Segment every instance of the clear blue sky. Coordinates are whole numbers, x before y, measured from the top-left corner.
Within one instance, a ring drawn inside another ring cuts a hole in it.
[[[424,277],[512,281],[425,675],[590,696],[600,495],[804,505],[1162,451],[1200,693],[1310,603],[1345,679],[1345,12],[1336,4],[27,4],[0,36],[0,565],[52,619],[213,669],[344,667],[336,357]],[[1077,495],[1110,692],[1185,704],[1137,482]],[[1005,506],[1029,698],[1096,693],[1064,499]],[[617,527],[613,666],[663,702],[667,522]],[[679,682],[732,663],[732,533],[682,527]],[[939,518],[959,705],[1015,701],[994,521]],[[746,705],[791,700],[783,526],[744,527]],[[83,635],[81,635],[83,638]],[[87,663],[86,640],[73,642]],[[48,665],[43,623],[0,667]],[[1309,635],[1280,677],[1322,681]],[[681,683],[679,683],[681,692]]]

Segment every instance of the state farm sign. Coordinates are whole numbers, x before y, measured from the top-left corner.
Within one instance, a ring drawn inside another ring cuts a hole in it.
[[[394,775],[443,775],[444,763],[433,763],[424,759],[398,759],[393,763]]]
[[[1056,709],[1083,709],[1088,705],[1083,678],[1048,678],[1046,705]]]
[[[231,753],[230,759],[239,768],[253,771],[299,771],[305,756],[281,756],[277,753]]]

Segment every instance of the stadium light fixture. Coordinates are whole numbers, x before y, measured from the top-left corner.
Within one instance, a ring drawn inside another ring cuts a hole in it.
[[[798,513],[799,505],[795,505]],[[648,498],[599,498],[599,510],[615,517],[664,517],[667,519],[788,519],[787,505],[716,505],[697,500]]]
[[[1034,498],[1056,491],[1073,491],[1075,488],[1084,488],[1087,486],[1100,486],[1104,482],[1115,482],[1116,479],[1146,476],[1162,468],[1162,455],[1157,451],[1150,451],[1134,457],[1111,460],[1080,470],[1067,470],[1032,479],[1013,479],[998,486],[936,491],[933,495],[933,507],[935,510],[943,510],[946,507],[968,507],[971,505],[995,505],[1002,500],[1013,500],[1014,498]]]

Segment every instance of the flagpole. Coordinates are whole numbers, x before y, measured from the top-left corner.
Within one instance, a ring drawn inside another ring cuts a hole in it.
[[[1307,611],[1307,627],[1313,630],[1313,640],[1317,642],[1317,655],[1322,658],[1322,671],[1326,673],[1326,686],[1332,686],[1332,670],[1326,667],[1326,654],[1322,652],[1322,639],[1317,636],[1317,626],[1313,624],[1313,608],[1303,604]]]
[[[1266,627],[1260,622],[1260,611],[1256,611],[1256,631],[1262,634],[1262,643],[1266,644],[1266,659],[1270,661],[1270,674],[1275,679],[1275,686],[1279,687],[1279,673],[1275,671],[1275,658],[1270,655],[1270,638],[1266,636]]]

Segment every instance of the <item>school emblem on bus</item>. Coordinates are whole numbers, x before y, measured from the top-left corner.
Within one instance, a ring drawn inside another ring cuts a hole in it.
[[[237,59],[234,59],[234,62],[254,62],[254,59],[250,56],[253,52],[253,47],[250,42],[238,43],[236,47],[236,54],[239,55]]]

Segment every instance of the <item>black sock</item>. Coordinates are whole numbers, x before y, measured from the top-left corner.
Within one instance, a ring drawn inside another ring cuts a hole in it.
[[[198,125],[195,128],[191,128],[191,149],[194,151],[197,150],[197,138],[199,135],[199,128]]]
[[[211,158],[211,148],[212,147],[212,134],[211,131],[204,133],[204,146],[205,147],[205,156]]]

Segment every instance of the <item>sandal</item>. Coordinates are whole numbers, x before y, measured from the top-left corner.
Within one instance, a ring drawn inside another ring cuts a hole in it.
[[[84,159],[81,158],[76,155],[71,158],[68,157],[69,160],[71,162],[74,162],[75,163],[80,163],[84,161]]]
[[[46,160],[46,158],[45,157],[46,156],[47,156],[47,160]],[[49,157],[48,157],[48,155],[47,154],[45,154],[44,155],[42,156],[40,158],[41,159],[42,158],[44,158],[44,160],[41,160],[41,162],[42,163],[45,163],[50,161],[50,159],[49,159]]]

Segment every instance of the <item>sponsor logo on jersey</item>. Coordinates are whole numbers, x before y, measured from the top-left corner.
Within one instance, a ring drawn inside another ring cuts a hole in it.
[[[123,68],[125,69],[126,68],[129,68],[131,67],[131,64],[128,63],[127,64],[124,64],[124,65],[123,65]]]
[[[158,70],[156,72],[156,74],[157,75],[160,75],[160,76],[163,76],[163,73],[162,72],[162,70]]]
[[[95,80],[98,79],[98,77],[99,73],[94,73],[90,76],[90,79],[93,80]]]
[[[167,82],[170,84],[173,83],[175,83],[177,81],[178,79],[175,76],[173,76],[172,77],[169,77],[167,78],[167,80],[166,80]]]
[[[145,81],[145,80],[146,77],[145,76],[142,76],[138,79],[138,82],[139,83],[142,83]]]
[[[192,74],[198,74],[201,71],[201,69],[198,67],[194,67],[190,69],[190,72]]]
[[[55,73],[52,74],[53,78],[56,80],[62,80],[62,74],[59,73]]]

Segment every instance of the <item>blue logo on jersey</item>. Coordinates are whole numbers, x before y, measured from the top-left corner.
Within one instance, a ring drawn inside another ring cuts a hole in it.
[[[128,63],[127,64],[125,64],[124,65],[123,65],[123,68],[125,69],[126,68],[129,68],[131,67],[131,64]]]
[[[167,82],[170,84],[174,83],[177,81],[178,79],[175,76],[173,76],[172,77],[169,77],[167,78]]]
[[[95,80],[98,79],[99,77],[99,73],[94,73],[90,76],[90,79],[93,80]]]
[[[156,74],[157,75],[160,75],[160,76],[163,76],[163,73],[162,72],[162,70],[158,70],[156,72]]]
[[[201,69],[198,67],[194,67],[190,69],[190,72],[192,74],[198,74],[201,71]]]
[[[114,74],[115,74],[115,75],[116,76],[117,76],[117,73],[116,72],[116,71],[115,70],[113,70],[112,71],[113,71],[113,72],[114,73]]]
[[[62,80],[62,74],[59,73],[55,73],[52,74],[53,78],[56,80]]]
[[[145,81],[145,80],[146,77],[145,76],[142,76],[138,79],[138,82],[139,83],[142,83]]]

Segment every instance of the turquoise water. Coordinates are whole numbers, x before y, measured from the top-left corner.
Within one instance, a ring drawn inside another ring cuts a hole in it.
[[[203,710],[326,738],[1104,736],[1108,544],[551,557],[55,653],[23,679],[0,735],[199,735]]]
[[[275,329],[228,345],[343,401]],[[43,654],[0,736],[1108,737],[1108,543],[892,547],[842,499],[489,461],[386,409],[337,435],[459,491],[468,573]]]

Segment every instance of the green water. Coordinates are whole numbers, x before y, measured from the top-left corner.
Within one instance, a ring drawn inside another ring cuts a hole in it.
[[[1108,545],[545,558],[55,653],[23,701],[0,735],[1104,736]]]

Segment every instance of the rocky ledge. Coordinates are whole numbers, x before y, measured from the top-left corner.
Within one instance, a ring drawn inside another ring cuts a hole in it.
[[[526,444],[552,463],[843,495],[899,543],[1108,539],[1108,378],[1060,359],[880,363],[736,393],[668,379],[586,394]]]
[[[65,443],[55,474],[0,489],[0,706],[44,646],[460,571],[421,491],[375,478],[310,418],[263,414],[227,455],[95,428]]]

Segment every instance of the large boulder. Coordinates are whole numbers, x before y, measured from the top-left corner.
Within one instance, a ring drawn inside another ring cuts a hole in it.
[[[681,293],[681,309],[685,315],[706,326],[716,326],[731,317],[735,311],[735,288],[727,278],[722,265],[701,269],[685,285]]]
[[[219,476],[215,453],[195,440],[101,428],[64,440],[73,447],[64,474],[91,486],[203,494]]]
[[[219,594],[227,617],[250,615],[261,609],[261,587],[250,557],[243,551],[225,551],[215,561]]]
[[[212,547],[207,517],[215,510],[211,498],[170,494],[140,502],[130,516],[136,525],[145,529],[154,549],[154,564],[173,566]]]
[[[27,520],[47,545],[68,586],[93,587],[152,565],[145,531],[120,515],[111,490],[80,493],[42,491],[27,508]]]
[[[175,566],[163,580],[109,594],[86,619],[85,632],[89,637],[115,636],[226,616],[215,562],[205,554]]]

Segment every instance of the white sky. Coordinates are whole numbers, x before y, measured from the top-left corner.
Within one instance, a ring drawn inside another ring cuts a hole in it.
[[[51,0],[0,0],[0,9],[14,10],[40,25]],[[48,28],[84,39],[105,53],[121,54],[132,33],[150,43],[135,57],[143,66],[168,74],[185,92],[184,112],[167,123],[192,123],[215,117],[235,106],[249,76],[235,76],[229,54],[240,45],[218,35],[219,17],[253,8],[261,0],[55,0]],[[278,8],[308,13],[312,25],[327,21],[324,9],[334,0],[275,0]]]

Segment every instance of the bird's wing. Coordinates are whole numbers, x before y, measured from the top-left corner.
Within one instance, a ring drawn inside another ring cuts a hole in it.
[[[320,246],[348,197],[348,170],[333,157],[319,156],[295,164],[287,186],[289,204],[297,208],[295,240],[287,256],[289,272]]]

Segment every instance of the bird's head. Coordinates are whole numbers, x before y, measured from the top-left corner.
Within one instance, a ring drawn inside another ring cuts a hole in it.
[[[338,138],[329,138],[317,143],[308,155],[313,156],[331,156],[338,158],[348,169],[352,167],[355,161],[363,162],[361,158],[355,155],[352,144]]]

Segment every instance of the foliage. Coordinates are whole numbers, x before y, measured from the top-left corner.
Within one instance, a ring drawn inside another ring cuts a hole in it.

.....

Through the last line of the entries above, beginning at the line containing "Segment every instance of the bird's wing.", transcribe each line exactly, both ends included and nothing more.

● **TASK OUTPUT**:
Segment every instance of the bird's wing. Coordinates are whole numbers, x before y, measured from the top-left corner.
Within one instance, a ring drawn inside another ring cuts a hole in it.
[[[320,246],[348,197],[348,170],[333,157],[319,156],[295,164],[287,186],[289,204],[297,208],[295,240],[287,256],[289,272]]]

Segment every instance of the bird's head. Coordinates are whole numbers, x before y, measured from the top-left corner.
Within one instance, a ring drawn inside another ring cuts a hole in it.
[[[338,138],[329,138],[317,143],[308,155],[313,156],[331,156],[338,158],[348,169],[352,167],[355,161],[363,162],[361,158],[355,155],[352,144]]]

Segment every instance of the foliage. Coordinates are whole numbers, x before y, measured from the top-left corner.
Within one instance, a ring drawn inside another ring cuts a hole in it.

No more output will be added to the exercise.